- What is being asked -
Please reproduce the entries word for word, from the line containing "Can you spot the elephant" through the end of the entries, both ends included, and nothing else.

- Extracted information -
-- Begin --

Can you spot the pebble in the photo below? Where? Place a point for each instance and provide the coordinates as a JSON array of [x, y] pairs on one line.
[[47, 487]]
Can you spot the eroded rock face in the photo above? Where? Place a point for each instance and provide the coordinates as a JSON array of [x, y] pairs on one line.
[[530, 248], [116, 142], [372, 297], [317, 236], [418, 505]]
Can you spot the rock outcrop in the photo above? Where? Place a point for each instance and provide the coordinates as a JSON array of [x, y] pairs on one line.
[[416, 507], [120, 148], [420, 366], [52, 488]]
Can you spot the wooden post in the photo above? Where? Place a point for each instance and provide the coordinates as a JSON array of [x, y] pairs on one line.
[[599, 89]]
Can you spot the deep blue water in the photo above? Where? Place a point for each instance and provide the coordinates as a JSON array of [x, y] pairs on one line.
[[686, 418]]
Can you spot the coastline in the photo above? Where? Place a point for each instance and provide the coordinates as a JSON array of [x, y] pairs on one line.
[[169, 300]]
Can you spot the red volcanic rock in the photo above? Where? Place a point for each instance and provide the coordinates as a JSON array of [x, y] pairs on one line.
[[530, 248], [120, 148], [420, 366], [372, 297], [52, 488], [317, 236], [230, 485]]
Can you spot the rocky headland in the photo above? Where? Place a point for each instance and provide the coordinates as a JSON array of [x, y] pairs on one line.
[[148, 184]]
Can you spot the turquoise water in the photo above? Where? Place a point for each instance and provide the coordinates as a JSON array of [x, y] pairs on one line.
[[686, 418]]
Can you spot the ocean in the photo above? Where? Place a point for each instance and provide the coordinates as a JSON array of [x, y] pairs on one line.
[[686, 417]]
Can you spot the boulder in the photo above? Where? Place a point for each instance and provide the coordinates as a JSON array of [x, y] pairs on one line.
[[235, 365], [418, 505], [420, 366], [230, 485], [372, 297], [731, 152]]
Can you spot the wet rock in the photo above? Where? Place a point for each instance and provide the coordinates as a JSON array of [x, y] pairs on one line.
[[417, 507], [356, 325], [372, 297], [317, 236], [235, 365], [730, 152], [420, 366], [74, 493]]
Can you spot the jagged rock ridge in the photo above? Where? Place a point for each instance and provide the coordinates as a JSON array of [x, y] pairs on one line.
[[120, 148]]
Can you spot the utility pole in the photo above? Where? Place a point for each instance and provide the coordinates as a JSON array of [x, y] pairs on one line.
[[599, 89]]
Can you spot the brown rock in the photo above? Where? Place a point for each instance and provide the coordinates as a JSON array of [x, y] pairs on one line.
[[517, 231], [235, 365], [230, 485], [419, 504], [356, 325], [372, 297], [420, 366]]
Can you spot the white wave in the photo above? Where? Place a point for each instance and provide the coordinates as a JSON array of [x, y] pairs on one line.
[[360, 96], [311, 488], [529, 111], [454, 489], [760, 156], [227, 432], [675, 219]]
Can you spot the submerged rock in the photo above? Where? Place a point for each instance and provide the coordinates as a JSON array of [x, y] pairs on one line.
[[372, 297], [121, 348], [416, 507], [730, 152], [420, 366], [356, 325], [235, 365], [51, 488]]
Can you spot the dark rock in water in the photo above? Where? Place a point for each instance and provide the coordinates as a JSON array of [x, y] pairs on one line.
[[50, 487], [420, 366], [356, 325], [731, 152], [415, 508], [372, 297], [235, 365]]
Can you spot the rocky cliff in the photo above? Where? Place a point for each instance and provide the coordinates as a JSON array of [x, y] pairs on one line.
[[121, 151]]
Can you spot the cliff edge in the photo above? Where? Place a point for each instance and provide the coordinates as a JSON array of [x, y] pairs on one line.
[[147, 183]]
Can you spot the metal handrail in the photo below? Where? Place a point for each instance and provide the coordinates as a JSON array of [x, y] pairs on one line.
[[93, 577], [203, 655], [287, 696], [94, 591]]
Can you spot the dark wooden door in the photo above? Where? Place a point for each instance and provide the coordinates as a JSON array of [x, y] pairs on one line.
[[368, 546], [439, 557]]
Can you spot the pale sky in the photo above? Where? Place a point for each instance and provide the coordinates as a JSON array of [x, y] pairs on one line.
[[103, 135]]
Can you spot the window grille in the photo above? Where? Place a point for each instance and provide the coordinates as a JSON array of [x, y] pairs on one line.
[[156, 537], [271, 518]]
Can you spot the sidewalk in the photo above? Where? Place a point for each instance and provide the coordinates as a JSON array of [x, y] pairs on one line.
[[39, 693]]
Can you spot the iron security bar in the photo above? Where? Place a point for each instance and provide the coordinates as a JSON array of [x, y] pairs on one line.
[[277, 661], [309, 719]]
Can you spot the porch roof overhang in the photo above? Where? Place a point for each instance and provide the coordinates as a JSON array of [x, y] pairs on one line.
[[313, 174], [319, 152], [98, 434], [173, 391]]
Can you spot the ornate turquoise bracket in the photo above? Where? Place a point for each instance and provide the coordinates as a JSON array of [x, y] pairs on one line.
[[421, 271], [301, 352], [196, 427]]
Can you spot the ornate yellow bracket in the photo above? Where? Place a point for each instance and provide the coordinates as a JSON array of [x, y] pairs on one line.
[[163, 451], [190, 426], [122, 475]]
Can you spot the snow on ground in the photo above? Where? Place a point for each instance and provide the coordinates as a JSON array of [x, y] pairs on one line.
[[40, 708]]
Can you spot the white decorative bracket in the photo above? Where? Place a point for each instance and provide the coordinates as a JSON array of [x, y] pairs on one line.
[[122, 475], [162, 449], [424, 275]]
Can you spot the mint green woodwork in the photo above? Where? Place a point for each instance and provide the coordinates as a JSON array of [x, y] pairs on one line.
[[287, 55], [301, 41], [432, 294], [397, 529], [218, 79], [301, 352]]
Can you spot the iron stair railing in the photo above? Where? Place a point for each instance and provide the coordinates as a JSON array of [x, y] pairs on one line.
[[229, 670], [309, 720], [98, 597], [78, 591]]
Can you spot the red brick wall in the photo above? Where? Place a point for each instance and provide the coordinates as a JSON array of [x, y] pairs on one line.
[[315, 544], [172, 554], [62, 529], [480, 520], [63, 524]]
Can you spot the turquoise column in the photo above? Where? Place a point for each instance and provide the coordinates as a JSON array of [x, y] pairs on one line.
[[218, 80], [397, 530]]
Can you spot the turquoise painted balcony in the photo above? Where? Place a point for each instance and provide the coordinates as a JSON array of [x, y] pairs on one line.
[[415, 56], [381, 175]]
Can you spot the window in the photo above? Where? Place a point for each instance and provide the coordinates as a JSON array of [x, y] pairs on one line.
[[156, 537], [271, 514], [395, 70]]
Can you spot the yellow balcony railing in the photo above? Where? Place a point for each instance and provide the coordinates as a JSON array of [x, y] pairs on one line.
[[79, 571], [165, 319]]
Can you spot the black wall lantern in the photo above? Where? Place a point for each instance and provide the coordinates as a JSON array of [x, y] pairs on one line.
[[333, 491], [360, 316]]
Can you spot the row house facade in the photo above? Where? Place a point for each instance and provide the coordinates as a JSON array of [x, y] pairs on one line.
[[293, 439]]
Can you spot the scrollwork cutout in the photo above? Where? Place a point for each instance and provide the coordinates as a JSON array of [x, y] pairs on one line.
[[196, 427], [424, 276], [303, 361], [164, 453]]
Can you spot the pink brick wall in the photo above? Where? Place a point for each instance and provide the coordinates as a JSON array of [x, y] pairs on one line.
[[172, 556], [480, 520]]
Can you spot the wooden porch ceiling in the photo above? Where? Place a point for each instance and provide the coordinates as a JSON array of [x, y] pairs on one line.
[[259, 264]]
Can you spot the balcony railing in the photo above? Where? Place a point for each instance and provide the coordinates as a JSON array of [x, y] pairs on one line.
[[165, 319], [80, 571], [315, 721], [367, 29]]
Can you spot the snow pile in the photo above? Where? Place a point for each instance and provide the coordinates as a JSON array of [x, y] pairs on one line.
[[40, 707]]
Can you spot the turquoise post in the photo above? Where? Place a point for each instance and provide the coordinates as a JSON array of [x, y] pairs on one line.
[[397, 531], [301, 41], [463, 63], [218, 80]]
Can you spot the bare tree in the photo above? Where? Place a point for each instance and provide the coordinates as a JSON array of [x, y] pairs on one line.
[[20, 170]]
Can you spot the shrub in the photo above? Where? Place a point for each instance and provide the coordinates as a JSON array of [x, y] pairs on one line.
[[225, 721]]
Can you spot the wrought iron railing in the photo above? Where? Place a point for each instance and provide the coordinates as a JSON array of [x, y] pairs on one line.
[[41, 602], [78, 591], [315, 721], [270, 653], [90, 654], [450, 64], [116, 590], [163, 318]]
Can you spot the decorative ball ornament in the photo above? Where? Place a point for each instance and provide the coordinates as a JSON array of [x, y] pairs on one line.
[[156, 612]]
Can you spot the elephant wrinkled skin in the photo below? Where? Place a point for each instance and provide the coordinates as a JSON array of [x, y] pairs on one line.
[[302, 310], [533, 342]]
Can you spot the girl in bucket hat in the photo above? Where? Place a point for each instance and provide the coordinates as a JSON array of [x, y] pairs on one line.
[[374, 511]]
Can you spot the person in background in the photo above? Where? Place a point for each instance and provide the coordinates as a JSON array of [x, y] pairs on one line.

-- End --

- Response to the exercise -
Can you spot the elephant wrinkled skin in the photo below? Where? Place a point for each instance and provide the coordinates as a JSON array of [x, y] pairs on one line.
[[302, 310], [533, 342]]
Can you spot the girl in bucket hat in the photo above? Where? Place a point for each instance and provide the coordinates as a JSON array of [x, y] pairs on one line.
[[374, 511]]
Can you spot the person in background in the photo above? Where? Place a point for each instance and provide the coordinates as a JSON array of [x, y] pairs on one line.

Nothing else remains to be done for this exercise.